* _GIVEN REQUEST A_
Count the lines in the entries below that contain the string "patch", treating case as significant, and give only that number.

* _EXTRACTED TEXT_
# Ariens ST724 – Questions? – Welding Advice? – Keep or Sell?



## evh (Jun 22, 2015)

I picked up this Ariens ST724 fairly cheap. It is a 7hp HSK70 4-Stroke Tecumseh electric start with a 24” width. It is model 932027. Here are my questions / comments if anyone can advise.

Comments:
-	I have been a member of this forum for a number of years, but this is my first 2-stage
-	I know Ariens are one of the better names but I am think this is one of their cheaper models
-	I am surprised at its condition. I have gone over it and I have easily fixed the most obvious issues (clean the carb, fix recoil, clean it up, oil and lube, etc.) – See attached photo #1
-	It does look like the wheels have been replaced with plastic rimmed “Carlisle” wheels/tires
-	One of the Auger curly parts needs to be welded/attached to its straight parts (photo #2 shows a correctly attached one, photo #3 shows the separated one)
-	The skid plate needs replacing

Questions:
-	I have never welded before but could this be welded with one of those cheaper 120V wire fed welders?
-	The metal looks in good enough condition that I have even thought about drilling and screwing it, thoughts? JB-Weld?
-	Any idea what year this could be from? I see the model number starts with 93, could it be 1993? I find it hard to believe it is that old and in this good of condition.
-	Any other thoughts/comments? I don’t really need it but I am trying to figure out if I should keep it, fix the things I indicated and sell it, or part it out and sell the parts (a lot of work on this option)

* _GIVEN REQUEST B_
Reproduce the stretch of the snowblower thread above from "I picked up" through "the separated one)", substituting "Toro" for each occurrence of "Ariens".

* _MATERIALS PROVIDED_
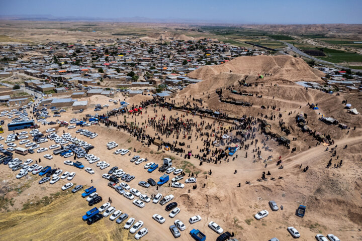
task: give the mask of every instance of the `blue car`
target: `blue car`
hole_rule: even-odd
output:
[[[49,172],[51,171],[51,167],[49,166],[47,166],[42,169],[41,171],[39,172],[39,176],[41,177],[48,173]]]
[[[151,173],[158,168],[158,164],[154,163],[151,165],[147,172]]]

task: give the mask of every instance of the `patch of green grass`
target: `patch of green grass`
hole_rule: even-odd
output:
[[[252,218],[248,218],[247,219],[245,219],[245,221],[248,225],[250,225],[251,224],[251,222],[252,221],[253,219]]]

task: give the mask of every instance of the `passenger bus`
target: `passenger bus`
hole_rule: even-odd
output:
[[[23,148],[22,147],[17,147],[15,148],[15,153],[22,155],[23,156],[28,154],[28,149]]]
[[[30,128],[34,125],[34,120],[27,120],[26,122],[12,122],[8,124],[8,129],[9,131],[26,129]]]

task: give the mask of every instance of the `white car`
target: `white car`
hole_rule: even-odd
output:
[[[184,224],[183,222],[182,222],[182,221],[179,219],[176,219],[175,220],[174,222],[175,225],[178,228],[180,231],[184,231],[185,229],[186,229],[186,226]]]
[[[141,208],[142,208],[145,206],[144,202],[138,199],[134,200],[132,203]]]
[[[20,179],[27,175],[28,175],[28,172],[27,171],[22,171],[16,175],[16,178],[17,179]]]
[[[61,174],[62,172],[63,172],[63,170],[61,169],[56,170],[55,172],[54,172],[54,174],[53,174],[52,177],[57,177],[59,175]]]
[[[74,178],[74,176],[75,176],[75,172],[71,172],[69,174],[69,175],[68,176],[68,178],[67,178],[67,180],[68,181],[71,180]]]
[[[66,161],[64,161],[64,164],[69,165],[69,166],[73,166],[73,162],[72,162],[71,161],[69,161],[69,160],[67,160]]]
[[[49,150],[55,149],[55,148],[58,148],[58,147],[60,147],[60,145],[57,145],[57,144],[52,145],[51,146],[49,146]]]
[[[98,136],[98,134],[97,134],[97,133],[93,133],[92,135],[89,136],[89,138],[90,138],[91,139],[93,139],[94,138],[96,138]]]
[[[298,230],[295,229],[294,227],[288,227],[287,229],[290,232],[290,234],[294,238],[297,238],[300,237],[300,234]]]
[[[103,211],[104,211],[105,210],[107,209],[110,206],[111,206],[111,203],[110,203],[109,202],[106,202],[104,204],[101,206],[101,207],[100,207],[99,208],[98,208],[98,211],[100,212],[102,212]]]
[[[33,172],[33,171],[34,171],[37,167],[38,167],[38,164],[33,164],[28,169],[28,172]]]
[[[72,186],[73,183],[72,183],[71,182],[69,182],[62,187],[62,190],[63,191],[64,191],[68,188],[70,188]]]
[[[165,221],[166,221],[166,219],[164,219],[164,217],[162,217],[159,214],[157,214],[157,213],[154,214],[153,216],[152,216],[152,218],[155,220],[156,222],[161,223],[161,224],[163,223]]]
[[[331,233],[329,233],[327,235],[327,236],[331,241],[340,241],[339,238],[338,238],[338,237],[337,237],[336,236]]]
[[[318,241],[328,241],[327,238],[322,234],[316,235],[316,238]]]
[[[209,223],[209,227],[219,234],[221,234],[224,232],[224,229],[223,229],[221,227],[219,226],[217,223],[215,222],[213,222],[212,221]]]
[[[46,147],[42,147],[41,148],[39,148],[39,149],[38,149],[38,150],[37,151],[37,152],[38,153],[40,153],[41,152],[44,152],[46,151],[48,151],[48,148],[47,148]]]
[[[185,180],[185,183],[195,183],[196,182],[196,178],[195,177],[190,177]]]
[[[178,214],[180,211],[181,211],[181,209],[180,209],[179,207],[175,207],[172,210],[172,211],[171,211],[171,212],[170,212],[169,214],[168,214],[168,216],[173,218],[175,216]]]
[[[115,212],[114,212],[113,213],[112,213],[112,215],[111,215],[110,217],[110,220],[111,221],[113,221],[114,220],[116,219],[117,218],[120,216],[120,215],[122,214],[122,212],[120,210],[117,210]]]
[[[114,207],[110,206],[103,213],[103,216],[105,217],[108,217],[113,213],[115,211],[116,211],[116,208]]]
[[[141,193],[136,188],[131,188],[130,192],[136,196],[136,197],[139,197],[140,196],[141,196]]]
[[[124,227],[123,227],[123,228],[125,229],[128,229],[130,227],[131,227],[134,221],[134,218],[133,218],[133,217],[130,217],[129,219],[127,220],[127,221],[126,222],[126,223],[125,224]]]
[[[25,144],[25,147],[30,147],[34,146],[34,145],[36,145],[36,143],[35,143],[35,142],[29,142]]]
[[[59,177],[53,177],[53,179],[50,180],[50,184],[54,184],[56,182],[57,182],[58,181],[59,181],[60,179],[60,178]]]
[[[121,182],[120,186],[121,186],[121,187],[125,190],[128,190],[131,189],[131,187],[130,187],[128,184],[125,182]]]
[[[29,139],[23,140],[22,140],[22,141],[20,141],[20,142],[19,142],[19,145],[25,144],[26,144],[26,143],[28,143],[30,141],[30,140],[29,140]]]
[[[85,170],[85,171],[87,172],[89,174],[94,174],[94,173],[95,173],[94,171],[93,170],[93,169],[92,169],[90,167],[86,167],[85,169],[84,169],[84,170]]]
[[[73,154],[72,152],[70,152],[70,153],[67,153],[66,154],[65,154],[65,155],[64,155],[64,156],[63,156],[63,157],[64,157],[64,158],[68,158],[68,157],[71,157],[71,156],[73,156],[73,155],[74,155],[74,154]]]
[[[50,160],[53,159],[53,156],[49,154],[46,154],[44,155],[44,158],[46,158],[47,159]]]
[[[255,218],[258,220],[259,220],[261,218],[264,218],[268,215],[269,215],[269,212],[268,212],[266,210],[262,210],[261,211],[255,214]]]
[[[146,227],[143,227],[138,231],[137,233],[136,233],[136,235],[135,235],[135,238],[136,239],[139,239],[147,233],[148,233],[148,229],[147,229]]]
[[[106,178],[107,180],[109,180],[109,178],[111,177],[111,175],[109,175],[108,173],[105,173],[104,174],[102,175],[102,177],[103,178]]]
[[[183,171],[184,171],[184,169],[182,169],[181,168],[178,168],[178,169],[176,169],[174,171],[173,171],[173,174],[177,175],[179,173],[181,173]]]
[[[162,198],[162,194],[161,193],[157,193],[153,198],[152,202],[153,203],[157,203]]]
[[[138,165],[142,162],[144,162],[146,160],[144,158],[138,158],[138,159],[135,162],[135,164]]]
[[[10,147],[16,147],[17,145],[15,143],[13,143],[12,142],[11,142],[10,143],[8,143],[8,146]]]
[[[69,173],[69,172],[64,172],[64,173],[63,173],[63,174],[62,174],[62,175],[60,176],[60,179],[65,179],[65,178],[66,178],[67,177],[68,177],[68,176],[69,176],[69,174],[70,174],[70,173]]]
[[[43,167],[43,166],[38,166],[34,169],[33,172],[32,172],[32,173],[33,174],[33,175],[37,174],[39,172],[41,172]]]
[[[201,221],[201,217],[200,215],[197,215],[196,216],[194,216],[193,217],[190,217],[190,219],[189,219],[189,222],[190,222],[190,223],[192,224],[193,223],[195,223],[195,222],[197,222],[199,221]]]
[[[146,194],[141,195],[141,196],[140,196],[140,199],[146,202],[149,202],[151,201],[151,198],[148,197]]]
[[[24,162],[24,165],[29,165],[30,163],[32,163],[32,162],[33,162],[33,160],[27,159],[27,160]]]
[[[39,148],[39,147],[40,147],[40,145],[39,145],[39,144],[36,144],[34,145],[34,146],[32,146],[32,147],[30,149],[31,150],[35,150],[37,148]]]
[[[153,162],[149,162],[144,166],[143,166],[143,168],[144,168],[145,169],[148,169],[153,164],[154,164],[154,163]]]
[[[128,153],[128,152],[129,152],[129,150],[127,150],[127,149],[123,149],[123,151],[122,151],[121,152],[121,155],[122,155],[123,156],[123,155],[125,155],[125,154]]]
[[[184,188],[185,187],[185,184],[184,183],[180,183],[179,182],[172,182],[171,186],[172,187],[175,187],[176,188]]]
[[[133,195],[129,192],[124,192],[123,193],[123,196],[130,200],[133,200],[133,198],[134,198],[134,196],[133,196]]]
[[[134,233],[136,232],[136,231],[139,229],[142,226],[143,226],[143,222],[140,220],[137,221],[136,223],[133,224],[133,226],[132,226],[131,229],[130,229],[130,232],[131,233]]]
[[[118,155],[119,154],[122,152],[122,151],[123,151],[123,149],[117,149],[116,151],[114,151],[113,153],[114,154]]]
[[[99,162],[97,164],[97,166],[100,167],[101,165],[104,164],[105,163],[106,163],[106,162],[105,162],[104,161],[102,161],[101,162]]]
[[[104,164],[101,165],[101,166],[100,166],[100,168],[101,169],[101,170],[103,170],[104,169],[107,168],[107,167],[108,167],[109,166],[110,166],[110,165],[108,163],[104,163]]]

* _TASK SOLUTION A_
2

* _TASK SOLUTION B_
I picked up this Toro ST724 fairly cheap. It is a 7hp HSK70 4-Stroke Tecumseh electric start with a 24” width. It is model 932027. Here are my questions / comments if anyone can advise.

Comments:
-	I have been a member of this forum for a number of years, but this is my first 2-stage
-	I know Toro are one of the better names but I am think this is one of their cheaper models
-	I am surprised at its condition. I have gone over it and I have easily fixed the most obvious issues (clean the carb, fix recoil, clean it up, oil and lube, etc.) – See attached photo #1
-	It does look like the wheels have been replaced with plastic rimmed “Carlisle” wheels/tires
-	One of the Auger curly parts needs to be welded/attached to its straight parts (photo #2 shows a correctly attached one, photo #3 shows the separated one)